▸ WHAT THE TASK REQUIRES:
Find the line containing "TARGET = green vegetation". Retype it and every line after it through the end of the entries, exactly as written, with nothing added.

▸ DATA FOR THIS EXERCISE:
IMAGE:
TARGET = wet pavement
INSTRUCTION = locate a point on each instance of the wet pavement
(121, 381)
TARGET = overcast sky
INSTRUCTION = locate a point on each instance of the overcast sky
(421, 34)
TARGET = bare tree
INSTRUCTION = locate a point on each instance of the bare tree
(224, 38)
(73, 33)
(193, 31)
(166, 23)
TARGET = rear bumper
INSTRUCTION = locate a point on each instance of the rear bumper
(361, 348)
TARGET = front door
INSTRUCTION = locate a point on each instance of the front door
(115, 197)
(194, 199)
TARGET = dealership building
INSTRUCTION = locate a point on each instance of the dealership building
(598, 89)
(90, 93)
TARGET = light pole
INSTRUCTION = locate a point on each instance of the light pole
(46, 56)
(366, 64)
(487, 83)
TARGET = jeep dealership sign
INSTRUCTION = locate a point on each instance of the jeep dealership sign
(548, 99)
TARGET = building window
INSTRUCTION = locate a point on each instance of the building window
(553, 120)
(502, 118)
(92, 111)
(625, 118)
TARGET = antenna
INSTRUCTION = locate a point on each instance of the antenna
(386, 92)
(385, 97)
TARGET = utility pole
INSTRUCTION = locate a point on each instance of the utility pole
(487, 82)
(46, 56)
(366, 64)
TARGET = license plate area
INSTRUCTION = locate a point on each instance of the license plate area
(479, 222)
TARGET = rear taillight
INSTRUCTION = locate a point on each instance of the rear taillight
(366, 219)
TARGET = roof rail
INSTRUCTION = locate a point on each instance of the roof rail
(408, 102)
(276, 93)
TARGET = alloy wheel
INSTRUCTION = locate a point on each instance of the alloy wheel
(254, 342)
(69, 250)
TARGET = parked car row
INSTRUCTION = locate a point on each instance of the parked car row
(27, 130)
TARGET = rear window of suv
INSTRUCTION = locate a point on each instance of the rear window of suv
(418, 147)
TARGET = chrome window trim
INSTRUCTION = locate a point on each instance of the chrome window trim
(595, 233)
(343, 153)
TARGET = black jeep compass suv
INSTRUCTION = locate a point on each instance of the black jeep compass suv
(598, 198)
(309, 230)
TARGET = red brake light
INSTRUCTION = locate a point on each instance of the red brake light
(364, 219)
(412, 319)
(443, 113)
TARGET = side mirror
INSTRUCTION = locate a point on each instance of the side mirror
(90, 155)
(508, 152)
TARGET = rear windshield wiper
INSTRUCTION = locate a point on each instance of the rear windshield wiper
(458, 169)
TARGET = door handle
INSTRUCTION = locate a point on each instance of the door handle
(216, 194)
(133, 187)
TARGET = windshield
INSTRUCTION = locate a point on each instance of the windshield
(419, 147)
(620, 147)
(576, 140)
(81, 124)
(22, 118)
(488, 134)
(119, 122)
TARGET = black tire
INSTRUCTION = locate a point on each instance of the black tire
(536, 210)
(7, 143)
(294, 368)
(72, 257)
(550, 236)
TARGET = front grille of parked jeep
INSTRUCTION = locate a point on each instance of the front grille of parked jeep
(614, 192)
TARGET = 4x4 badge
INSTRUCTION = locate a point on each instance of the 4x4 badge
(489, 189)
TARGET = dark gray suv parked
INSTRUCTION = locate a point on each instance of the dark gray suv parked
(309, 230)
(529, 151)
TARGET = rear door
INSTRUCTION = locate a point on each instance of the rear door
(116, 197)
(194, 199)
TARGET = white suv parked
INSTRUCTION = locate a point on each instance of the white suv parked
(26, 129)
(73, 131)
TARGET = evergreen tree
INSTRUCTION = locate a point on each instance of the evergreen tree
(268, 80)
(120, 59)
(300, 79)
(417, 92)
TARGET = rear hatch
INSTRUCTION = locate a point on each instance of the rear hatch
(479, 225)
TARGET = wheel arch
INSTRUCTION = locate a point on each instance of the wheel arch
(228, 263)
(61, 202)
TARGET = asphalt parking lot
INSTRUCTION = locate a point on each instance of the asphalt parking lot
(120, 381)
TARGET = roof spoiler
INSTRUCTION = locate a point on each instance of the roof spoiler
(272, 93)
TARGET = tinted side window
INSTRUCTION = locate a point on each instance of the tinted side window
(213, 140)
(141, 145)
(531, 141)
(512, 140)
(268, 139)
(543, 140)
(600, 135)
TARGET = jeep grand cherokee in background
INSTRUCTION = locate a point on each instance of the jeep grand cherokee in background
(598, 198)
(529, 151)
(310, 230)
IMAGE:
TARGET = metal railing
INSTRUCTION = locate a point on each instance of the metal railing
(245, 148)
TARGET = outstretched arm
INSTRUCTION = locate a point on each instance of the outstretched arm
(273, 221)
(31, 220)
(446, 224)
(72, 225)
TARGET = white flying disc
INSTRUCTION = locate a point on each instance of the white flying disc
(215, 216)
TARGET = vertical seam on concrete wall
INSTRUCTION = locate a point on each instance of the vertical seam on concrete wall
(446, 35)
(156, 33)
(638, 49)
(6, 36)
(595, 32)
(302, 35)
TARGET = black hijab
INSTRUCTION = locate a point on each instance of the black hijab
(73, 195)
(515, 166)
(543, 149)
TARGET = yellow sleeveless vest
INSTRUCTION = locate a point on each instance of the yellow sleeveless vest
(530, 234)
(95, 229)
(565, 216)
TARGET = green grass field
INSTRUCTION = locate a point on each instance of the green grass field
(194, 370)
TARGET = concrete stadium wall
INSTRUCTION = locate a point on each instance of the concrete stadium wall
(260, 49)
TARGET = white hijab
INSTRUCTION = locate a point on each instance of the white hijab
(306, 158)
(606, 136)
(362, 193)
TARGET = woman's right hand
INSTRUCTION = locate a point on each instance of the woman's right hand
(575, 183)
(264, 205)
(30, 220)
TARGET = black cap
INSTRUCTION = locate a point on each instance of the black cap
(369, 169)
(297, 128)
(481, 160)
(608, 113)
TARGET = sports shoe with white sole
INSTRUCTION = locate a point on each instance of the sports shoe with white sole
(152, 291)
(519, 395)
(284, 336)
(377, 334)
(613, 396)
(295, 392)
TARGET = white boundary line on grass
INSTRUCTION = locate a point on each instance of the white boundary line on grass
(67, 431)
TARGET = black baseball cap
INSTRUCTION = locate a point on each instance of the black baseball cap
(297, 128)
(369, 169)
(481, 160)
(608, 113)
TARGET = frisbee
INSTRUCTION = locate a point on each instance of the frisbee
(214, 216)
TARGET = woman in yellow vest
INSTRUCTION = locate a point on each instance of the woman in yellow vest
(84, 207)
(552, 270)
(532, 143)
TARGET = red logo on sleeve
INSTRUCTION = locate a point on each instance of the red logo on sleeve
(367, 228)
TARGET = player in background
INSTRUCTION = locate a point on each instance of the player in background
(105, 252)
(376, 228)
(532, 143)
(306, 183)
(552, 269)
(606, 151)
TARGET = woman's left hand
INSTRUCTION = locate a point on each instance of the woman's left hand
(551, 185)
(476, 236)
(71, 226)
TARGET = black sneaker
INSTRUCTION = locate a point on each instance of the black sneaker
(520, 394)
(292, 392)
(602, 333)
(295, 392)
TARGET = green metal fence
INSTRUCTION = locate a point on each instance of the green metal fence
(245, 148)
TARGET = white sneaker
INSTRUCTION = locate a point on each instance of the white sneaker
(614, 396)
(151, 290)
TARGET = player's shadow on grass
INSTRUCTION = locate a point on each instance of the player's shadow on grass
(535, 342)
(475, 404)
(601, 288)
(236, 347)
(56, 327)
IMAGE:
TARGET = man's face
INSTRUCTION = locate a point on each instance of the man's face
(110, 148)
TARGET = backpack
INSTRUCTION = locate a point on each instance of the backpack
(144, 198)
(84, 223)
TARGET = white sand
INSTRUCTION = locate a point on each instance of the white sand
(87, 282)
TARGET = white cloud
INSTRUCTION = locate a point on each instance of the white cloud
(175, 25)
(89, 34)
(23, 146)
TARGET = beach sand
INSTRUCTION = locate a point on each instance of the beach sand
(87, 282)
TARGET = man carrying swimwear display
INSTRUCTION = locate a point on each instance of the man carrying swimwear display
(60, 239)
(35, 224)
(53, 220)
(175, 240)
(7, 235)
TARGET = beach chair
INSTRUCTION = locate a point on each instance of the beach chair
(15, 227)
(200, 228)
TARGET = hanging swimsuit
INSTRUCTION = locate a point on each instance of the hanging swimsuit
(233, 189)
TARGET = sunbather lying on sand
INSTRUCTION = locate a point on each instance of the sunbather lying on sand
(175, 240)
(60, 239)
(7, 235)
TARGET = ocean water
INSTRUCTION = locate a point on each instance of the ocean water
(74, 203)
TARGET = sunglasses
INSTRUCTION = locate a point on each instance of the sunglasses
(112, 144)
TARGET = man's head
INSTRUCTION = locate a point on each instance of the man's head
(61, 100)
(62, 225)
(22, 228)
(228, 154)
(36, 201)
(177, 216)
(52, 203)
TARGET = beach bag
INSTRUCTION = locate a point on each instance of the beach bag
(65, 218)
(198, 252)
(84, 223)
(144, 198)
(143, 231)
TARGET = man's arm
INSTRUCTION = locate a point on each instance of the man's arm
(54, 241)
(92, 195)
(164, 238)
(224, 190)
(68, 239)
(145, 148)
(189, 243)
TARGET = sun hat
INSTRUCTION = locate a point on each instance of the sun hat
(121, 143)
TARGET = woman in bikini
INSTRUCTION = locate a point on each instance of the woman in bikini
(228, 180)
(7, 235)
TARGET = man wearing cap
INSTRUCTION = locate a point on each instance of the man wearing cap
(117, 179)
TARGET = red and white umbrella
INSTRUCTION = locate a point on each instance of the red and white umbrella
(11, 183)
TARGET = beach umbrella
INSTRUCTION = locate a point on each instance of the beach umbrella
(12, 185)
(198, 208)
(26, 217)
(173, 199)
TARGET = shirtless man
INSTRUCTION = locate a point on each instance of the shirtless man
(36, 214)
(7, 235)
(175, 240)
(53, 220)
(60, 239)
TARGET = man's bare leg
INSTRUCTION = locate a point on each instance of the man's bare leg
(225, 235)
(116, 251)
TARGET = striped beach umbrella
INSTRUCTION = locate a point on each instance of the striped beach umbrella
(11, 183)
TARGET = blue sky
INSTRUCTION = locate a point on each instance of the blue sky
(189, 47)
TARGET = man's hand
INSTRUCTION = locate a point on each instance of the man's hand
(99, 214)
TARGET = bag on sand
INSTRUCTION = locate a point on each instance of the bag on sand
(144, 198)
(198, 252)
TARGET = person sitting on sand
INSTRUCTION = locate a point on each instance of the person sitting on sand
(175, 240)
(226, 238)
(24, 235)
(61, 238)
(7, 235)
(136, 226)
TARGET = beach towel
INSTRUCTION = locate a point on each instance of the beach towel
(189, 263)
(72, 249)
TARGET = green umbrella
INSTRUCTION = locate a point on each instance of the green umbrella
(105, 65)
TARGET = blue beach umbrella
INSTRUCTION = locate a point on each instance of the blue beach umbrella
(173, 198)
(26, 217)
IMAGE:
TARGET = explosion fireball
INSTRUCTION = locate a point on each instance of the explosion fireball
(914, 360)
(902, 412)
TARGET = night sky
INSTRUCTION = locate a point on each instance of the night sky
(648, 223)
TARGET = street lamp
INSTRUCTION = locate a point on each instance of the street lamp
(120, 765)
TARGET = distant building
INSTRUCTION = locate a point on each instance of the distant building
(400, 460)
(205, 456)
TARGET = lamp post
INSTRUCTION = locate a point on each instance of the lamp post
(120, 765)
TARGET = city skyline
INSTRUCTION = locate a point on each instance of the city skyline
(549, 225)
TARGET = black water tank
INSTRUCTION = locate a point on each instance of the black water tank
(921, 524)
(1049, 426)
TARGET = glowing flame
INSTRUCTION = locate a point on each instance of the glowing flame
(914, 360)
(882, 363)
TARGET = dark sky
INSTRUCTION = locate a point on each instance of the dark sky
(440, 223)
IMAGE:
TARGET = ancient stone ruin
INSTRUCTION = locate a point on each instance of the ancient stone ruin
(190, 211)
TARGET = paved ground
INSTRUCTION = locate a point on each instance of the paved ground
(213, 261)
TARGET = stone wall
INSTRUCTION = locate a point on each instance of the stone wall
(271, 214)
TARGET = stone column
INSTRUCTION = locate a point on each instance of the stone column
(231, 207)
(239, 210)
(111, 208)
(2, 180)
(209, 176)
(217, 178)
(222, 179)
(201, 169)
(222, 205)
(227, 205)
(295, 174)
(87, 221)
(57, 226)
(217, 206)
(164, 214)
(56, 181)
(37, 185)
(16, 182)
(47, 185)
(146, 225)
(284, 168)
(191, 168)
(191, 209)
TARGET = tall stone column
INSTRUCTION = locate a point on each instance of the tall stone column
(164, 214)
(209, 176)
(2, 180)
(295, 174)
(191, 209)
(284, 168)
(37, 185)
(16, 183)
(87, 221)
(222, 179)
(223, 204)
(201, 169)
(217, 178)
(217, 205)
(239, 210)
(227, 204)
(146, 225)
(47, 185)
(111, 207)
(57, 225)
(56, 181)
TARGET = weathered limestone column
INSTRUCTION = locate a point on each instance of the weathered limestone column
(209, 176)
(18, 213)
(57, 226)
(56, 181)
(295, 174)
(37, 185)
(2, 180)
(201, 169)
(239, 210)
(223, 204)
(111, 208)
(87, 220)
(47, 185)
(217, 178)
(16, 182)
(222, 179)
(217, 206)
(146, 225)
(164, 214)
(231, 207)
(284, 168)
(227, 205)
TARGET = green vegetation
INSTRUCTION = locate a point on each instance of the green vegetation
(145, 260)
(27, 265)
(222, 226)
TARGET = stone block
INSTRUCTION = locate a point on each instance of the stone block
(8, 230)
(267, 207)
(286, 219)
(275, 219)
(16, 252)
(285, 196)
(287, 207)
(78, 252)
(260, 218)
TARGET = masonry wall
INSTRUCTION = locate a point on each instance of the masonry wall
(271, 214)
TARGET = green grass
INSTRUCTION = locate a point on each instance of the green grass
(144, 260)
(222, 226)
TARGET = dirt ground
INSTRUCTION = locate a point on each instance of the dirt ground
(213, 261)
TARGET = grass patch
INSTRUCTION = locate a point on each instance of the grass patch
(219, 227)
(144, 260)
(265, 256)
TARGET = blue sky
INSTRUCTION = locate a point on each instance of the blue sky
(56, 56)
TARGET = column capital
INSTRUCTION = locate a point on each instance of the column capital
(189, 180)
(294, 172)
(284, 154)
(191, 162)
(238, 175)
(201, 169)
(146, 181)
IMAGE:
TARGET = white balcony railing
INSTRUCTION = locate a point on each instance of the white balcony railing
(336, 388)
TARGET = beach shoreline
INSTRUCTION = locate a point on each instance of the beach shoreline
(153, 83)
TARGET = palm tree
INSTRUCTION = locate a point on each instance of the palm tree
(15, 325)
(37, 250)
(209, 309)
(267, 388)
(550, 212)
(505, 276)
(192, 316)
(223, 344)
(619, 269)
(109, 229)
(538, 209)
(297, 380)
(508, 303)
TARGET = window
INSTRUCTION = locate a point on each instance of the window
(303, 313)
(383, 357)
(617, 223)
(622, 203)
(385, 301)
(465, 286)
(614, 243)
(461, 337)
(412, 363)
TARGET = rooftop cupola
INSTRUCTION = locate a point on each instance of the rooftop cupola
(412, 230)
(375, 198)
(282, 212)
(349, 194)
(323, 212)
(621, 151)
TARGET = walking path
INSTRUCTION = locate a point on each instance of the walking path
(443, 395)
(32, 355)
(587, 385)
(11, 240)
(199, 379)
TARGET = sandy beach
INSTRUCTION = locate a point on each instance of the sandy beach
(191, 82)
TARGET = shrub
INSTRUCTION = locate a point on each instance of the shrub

▸ RESULT FOR THIS TASK:
TARGET = green vegetation
INSTRUCTION = locate a point on each instance of the green vegetation
(145, 260)
(27, 265)
(222, 226)
TARGET = stone block
INSTRUCTION = locate a point on each instance of the stone block
(8, 230)
(267, 207)
(286, 219)
(275, 219)
(16, 252)
(285, 196)
(287, 207)
(78, 252)
(260, 218)
TARGET = masonry wall
INSTRUCTION = locate a point on each instance of the masonry wall
(271, 214)
TARGET = green grass
INSTRUCTION = locate a point on each instance of the green grass
(144, 260)
(222, 226)
TARGET = dirt ground
INSTRUCTION = locate a point on each instance of the dirt ground
(213, 261)
TARGET = grass patch
INSTRUCTION = locate a point on each instance of the grass patch
(219, 227)
(144, 260)
(265, 256)
TARGET = blue sky
INSTRUCTION = locate a point on each instance of the blue sky
(56, 56)
TARGET = column capital
INSTRUCTION = locate a point on each instance of the column capital
(189, 180)
(294, 172)
(284, 154)
(191, 162)
(238, 175)
(201, 169)
(146, 181)
IMAGE:
TARGET = white balcony railing
INSTRUCTION = locate a point on each instance of the white balcony railing
(336, 388)
TARGET = beach shoreline
INSTRUCTION = locate a point on each instance of the beach shoreline
(153, 83)
TARGET = palm tree
INSTRUCTION = locate a point on each instance of the palm tree
(15, 325)
(37, 250)
(209, 309)
(267, 388)
(550, 212)
(505, 276)
(192, 316)
(223, 344)
(619, 269)
(109, 229)
(538, 209)
(297, 380)
(508, 303)
TARGET = window
INSTRUCTION = locate a point on each instance of the window
(303, 313)
(383, 357)
(617, 223)
(622, 203)
(385, 301)
(465, 286)
(614, 243)
(461, 337)
(412, 363)
TARGET = rooftop cupola
INSTRUCTION = locate a point on each instance of the rooftop cupola
(412, 230)
(375, 198)
(282, 212)
(349, 194)
(323, 212)
(621, 151)
TARGET = walking path
INSTRUCTION = locate a point on each instance of the walking path
(443, 395)
(32, 355)
(587, 385)
(11, 240)
(199, 379)
TARGET = sandy beach
INSTRUCTION = locate a point on each instance of the sandy beach
(191, 82)
TARGET = shrub
INSTRUCTION = locate a point on each instance of the shrub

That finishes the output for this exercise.